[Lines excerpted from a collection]
------------------------------------------------
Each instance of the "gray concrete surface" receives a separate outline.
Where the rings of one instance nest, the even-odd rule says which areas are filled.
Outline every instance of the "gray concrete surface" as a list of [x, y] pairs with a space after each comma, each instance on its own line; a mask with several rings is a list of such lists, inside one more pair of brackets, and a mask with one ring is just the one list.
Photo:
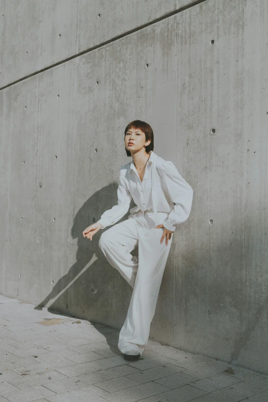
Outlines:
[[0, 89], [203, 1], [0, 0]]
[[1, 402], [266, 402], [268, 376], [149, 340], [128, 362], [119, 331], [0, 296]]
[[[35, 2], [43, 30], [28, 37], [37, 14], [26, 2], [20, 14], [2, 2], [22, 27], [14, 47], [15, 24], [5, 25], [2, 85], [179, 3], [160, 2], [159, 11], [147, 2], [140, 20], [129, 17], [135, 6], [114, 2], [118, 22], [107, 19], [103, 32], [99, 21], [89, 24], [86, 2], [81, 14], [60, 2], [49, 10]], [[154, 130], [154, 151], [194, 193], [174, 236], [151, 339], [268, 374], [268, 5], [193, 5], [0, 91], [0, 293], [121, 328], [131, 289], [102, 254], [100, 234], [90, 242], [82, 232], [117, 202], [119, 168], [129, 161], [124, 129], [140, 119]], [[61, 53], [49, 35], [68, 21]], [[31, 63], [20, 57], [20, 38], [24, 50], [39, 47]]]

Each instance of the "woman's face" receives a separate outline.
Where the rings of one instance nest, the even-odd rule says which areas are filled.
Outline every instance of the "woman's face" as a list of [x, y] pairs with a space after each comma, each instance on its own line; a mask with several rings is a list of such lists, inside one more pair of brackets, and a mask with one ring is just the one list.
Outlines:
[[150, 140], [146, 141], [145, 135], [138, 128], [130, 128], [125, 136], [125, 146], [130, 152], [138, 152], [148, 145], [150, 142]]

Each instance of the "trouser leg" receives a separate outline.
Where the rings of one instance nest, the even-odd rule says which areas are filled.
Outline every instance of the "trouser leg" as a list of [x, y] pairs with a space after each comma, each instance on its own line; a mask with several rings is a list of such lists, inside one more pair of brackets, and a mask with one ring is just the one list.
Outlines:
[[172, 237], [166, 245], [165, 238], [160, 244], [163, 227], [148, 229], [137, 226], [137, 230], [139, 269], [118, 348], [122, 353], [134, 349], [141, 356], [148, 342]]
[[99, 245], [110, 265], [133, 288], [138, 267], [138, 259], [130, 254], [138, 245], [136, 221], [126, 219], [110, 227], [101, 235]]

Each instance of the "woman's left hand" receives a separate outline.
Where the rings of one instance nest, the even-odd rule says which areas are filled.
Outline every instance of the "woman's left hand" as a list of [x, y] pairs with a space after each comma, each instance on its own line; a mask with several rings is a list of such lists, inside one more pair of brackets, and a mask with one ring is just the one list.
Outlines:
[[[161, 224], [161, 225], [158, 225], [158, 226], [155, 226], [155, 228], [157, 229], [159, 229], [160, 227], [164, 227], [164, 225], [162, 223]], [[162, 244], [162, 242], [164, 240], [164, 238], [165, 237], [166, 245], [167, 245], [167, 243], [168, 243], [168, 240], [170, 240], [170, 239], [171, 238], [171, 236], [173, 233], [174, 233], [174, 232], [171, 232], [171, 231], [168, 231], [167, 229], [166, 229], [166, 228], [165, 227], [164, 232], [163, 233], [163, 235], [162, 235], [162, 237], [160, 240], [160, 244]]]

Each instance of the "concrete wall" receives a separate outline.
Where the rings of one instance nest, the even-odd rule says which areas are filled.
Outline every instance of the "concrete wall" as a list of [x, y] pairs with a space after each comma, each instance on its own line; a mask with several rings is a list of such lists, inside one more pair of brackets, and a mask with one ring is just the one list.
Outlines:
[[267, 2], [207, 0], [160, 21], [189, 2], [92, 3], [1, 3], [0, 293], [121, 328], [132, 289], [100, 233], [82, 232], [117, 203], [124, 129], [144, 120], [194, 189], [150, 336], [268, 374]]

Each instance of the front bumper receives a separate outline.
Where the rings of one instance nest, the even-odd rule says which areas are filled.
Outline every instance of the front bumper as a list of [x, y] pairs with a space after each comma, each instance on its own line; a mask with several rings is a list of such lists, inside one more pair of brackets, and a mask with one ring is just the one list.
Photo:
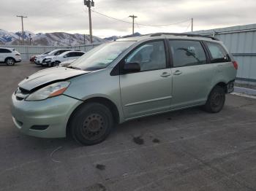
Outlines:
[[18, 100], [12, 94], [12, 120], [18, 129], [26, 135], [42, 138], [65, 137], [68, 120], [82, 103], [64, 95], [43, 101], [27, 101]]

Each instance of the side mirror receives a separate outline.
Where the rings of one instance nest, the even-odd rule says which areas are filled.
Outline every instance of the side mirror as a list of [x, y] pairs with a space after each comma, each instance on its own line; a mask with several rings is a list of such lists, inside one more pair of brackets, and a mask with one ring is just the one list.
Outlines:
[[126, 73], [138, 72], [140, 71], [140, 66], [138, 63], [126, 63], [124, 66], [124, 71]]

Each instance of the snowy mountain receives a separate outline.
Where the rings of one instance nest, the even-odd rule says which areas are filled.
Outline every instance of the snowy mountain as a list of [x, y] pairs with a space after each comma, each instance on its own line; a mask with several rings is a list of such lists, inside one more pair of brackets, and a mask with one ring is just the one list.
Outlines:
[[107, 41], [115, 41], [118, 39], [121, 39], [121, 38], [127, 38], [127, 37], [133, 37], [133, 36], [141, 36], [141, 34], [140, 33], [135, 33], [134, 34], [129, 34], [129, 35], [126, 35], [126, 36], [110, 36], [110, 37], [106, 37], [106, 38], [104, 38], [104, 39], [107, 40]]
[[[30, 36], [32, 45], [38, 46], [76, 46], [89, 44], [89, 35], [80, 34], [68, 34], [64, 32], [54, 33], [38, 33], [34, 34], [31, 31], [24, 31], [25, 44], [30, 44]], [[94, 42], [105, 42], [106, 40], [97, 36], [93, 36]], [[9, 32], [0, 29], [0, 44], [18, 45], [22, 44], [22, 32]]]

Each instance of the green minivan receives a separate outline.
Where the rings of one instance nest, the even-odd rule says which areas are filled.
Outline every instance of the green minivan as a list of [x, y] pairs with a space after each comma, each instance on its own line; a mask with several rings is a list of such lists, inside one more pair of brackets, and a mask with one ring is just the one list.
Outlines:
------------------------------------------------
**Aim**
Transcribe every one of the lines above without any changes, omitting the pictures from your answer.

**Written answer**
Each instance of the "gray concrete surface" receives a separate outline.
Where the rings of one instance nest, the even-odd rule says which areas are filled.
Outline every instance of the "gray concrete surface" as a list of [x, y] pairs with a space after each comma, each instance on its own line; a mask with several rings is a list of such lists, inside one more pair of brackets, and a mask with one ring is just the one list.
Photo:
Outlines:
[[0, 89], [203, 1], [0, 0]]
[[1, 402], [266, 402], [268, 376], [149, 340], [128, 362], [119, 331], [0, 296]]
[[[35, 2], [43, 30], [28, 37], [37, 14], [26, 2], [20, 14], [2, 2], [22, 27], [14, 47], [15, 24], [5, 25], [2, 85], [179, 3], [160, 2], [159, 11], [147, 2], [140, 20], [129, 17], [135, 6], [114, 2], [118, 22], [107, 19], [103, 32], [99, 21], [89, 24], [86, 2], [81, 14], [60, 2], [49, 10]], [[154, 130], [154, 151], [194, 193], [174, 236], [151, 339], [268, 374], [268, 5], [193, 5], [0, 91], [0, 293], [121, 328], [131, 289], [102, 254], [100, 234], [90, 242], [82, 232], [117, 202], [119, 168], [129, 161], [124, 129], [140, 119]], [[61, 53], [49, 35], [68, 21]], [[31, 63], [20, 57], [20, 38], [24, 50], [39, 47]]]

Each instance of the "woman's face" receives a separate outline.
Where the rings of one instance nest, the even-odd rule says which areas are filled.
Outline every instance of the "woman's face" as a list of [x, y] pairs with a space after each comma, each instance on its own line; a mask with several rings is a list of such lists, inside one more pair of brackets, and a mask with one ring is just the one list.
Outlines:
[[150, 140], [146, 141], [145, 135], [138, 128], [130, 128], [125, 136], [125, 146], [130, 152], [138, 152], [148, 145], [150, 142]]

Each instance of the "trouser leg" receives a separate outline.
Where the rings of one instance nest, the even-odd rule says which areas are filled.
Outline every instance of the "trouser leg" as a list of [x, y] pairs with a space after each comma, each instance on its own line; a mask with several rings is a list of such lists, inside one more pair of brackets, and a mask with one ring is just the one list.
Outlines:
[[172, 237], [166, 245], [165, 238], [160, 244], [163, 227], [148, 229], [137, 226], [137, 230], [139, 269], [118, 348], [122, 353], [134, 349], [141, 356], [148, 342]]
[[99, 245], [110, 265], [133, 288], [138, 267], [138, 259], [130, 254], [138, 245], [136, 221], [126, 219], [110, 227], [101, 235]]

Each instance of the "woman's left hand" receives a separate outline.
Where the rings of one instance nest, the even-odd rule says which areas are filled.
Outline every instance of the "woman's left hand" as a list of [x, y] pairs with a space after each comma, each instance on its own line; a mask with several rings is a list of such lists, inside one more pair of brackets, and a mask with one ring is just the one list.
Outlines:
[[[161, 224], [161, 225], [158, 225], [158, 226], [155, 226], [155, 228], [157, 229], [159, 229], [160, 227], [164, 227], [164, 225], [162, 223]], [[162, 244], [162, 242], [164, 240], [164, 238], [165, 237], [166, 245], [167, 245], [167, 243], [168, 243], [168, 240], [170, 240], [170, 239], [171, 238], [171, 236], [173, 233], [174, 233], [174, 232], [171, 232], [171, 231], [168, 231], [167, 229], [166, 229], [166, 228], [165, 227], [164, 232], [163, 233], [163, 235], [162, 235], [162, 237], [160, 240], [160, 244]]]

Each instance of the "concrete wall" receives a separate outline.
Where the rings of one instance nest, the even-odd rule says which areas are filled.
Outline every instance of the "concrete wall" as a list of [x, y] pairs with a space after each comma, each instance on its own line; a mask with several rings is a list of such lists, inside one more pair of brackets, and a mask with one ring is just the one list.
Outlines:
[[267, 2], [207, 0], [160, 21], [189, 2], [92, 3], [1, 3], [0, 293], [121, 328], [132, 289], [100, 233], [82, 232], [117, 203], [124, 129], [144, 120], [194, 189], [150, 336], [268, 374]]

Each instance of the front bumper receives a separate outline.
Where the rings of one instance nest, the even-odd rule says which areas are filled.
Outline every instance of the front bumper as a list of [x, y] pairs with a space after each comma, each instance on its own line; a mask with several rings is a list of such lists, inside one more pair of brackets, and a mask with one ring is just the one list.
Photo:
Outlines:
[[18, 100], [12, 94], [12, 120], [18, 129], [26, 135], [42, 138], [65, 137], [68, 120], [82, 103], [64, 95], [43, 101], [27, 101]]

Each instance of the side mirror receives a separate outline.
Where the rings of one instance nest, the even-odd rule says which areas are filled.
Outline every instance of the side mirror as a list of [x, y] pairs with a space after each comma, each instance on its own line; a mask with several rings is a list of such lists, inside one more pair of brackets, and a mask with one ring is just the one list.
Outlines:
[[126, 73], [138, 72], [140, 71], [140, 66], [138, 63], [126, 63], [124, 66], [124, 71]]

Each instance of the snowy mountain receives a separate outline.
Where the rings of one instance nest, the even-odd rule says which areas are filled.
Outline every instance of the snowy mountain as a list of [x, y] pairs with a space after each comma, each instance on its own line; a mask with several rings is a list of such lists, inside one more pair of brackets, and a mask with one ring is just the one list.
Outlines:
[[107, 41], [115, 41], [118, 39], [121, 39], [121, 38], [127, 38], [127, 37], [133, 37], [133, 36], [141, 36], [141, 34], [140, 33], [135, 33], [134, 34], [129, 34], [129, 35], [126, 35], [126, 36], [110, 36], [110, 37], [106, 37], [106, 38], [104, 38], [104, 39], [107, 40]]
[[[30, 36], [32, 45], [38, 46], [76, 46], [89, 44], [89, 35], [80, 34], [68, 34], [64, 32], [54, 33], [38, 33], [34, 34], [31, 31], [24, 31], [25, 44], [30, 44]], [[94, 42], [105, 42], [106, 40], [97, 36], [93, 36]], [[9, 32], [0, 29], [0, 44], [18, 45], [22, 44], [22, 32]]]

Each instance of the green minivan receives a separate outline.
Where the rings of one instance nest, the even-odd rule says which areas are filled.
Outline every instance of the green minivan as a list of [x, y] pairs with a space after each comma, each instance on its own line; a mask with several rings is a list of such lists, inside one more pair of brackets, and a mask with one ring is just the one list.
Outlines:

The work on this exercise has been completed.